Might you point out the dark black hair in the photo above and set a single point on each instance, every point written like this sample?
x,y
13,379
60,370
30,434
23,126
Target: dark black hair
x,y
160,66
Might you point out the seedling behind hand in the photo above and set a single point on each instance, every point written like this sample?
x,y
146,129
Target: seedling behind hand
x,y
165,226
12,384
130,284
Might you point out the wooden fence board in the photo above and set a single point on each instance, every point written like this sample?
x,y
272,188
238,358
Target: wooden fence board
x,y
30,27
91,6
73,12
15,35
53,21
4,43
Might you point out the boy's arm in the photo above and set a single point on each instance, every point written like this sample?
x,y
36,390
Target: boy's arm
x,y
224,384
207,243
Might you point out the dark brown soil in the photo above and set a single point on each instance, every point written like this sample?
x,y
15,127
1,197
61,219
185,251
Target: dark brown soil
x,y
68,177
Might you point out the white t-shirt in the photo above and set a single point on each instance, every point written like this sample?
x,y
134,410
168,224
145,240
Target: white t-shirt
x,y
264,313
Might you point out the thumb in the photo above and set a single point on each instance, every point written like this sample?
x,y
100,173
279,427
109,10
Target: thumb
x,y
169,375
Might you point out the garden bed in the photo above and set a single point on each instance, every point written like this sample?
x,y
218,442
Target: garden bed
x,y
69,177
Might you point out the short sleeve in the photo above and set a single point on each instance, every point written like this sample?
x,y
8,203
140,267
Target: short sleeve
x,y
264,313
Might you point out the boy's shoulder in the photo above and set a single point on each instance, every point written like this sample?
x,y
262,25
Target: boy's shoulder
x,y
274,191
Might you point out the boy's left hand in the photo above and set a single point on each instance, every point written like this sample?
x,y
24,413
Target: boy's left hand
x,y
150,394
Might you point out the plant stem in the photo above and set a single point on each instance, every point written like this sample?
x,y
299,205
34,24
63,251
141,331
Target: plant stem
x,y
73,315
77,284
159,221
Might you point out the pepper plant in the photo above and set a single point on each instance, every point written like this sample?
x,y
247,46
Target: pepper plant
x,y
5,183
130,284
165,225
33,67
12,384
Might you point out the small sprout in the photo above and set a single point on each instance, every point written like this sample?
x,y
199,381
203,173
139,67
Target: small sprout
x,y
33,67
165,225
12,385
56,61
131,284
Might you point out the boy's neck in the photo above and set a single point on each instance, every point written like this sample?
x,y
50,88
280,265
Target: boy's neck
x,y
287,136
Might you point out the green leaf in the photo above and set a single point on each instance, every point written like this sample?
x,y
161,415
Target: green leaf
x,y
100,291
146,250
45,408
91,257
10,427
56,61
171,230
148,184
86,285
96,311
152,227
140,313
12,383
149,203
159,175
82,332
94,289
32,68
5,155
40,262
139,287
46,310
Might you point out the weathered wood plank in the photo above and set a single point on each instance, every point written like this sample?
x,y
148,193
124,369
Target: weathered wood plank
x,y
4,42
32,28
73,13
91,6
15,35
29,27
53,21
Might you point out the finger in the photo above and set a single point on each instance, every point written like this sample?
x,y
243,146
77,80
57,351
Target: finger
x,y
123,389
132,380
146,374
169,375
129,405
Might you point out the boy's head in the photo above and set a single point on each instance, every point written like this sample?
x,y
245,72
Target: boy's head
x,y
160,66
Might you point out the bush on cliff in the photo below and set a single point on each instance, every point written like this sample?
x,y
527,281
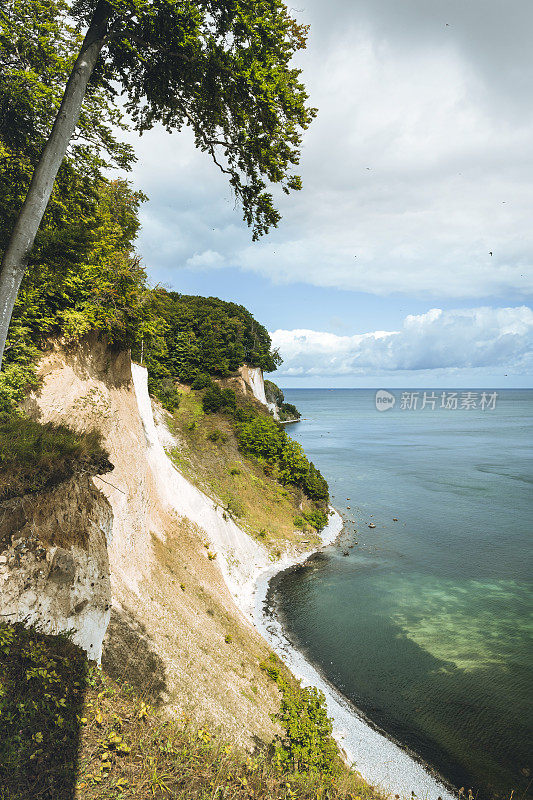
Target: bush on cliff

########

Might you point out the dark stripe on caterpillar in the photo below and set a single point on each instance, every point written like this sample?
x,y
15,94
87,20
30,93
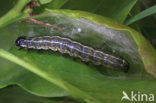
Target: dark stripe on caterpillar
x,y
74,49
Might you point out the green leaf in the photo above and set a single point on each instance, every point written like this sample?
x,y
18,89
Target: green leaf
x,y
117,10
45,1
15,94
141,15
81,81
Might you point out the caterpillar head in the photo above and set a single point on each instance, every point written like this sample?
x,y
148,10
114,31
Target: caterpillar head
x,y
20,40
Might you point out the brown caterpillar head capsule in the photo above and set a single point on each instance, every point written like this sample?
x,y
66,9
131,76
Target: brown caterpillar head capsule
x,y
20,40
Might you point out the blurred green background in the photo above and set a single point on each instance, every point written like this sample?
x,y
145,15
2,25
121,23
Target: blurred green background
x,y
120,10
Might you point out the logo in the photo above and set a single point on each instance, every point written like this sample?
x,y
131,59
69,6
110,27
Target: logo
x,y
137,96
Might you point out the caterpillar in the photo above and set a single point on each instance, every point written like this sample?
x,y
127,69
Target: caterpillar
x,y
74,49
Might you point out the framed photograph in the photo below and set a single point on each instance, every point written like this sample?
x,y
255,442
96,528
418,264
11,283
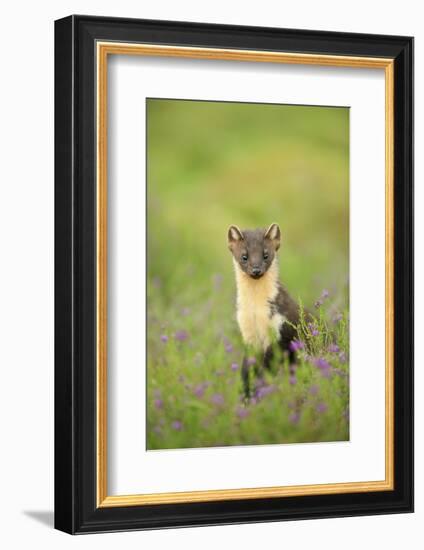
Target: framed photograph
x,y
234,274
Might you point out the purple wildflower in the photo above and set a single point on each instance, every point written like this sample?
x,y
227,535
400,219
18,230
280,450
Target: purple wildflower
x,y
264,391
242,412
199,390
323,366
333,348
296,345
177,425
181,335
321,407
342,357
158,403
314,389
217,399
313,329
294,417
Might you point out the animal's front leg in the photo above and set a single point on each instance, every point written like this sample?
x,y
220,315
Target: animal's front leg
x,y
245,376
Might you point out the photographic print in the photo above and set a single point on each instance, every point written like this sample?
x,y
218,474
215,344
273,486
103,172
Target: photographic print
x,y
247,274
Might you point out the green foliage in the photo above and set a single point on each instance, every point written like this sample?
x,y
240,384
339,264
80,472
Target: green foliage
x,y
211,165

########

**OBJECTIVE**
Count the lines in the rows above that contain the word "small", and reply with the number alone.

**TASK RESPONSE**
2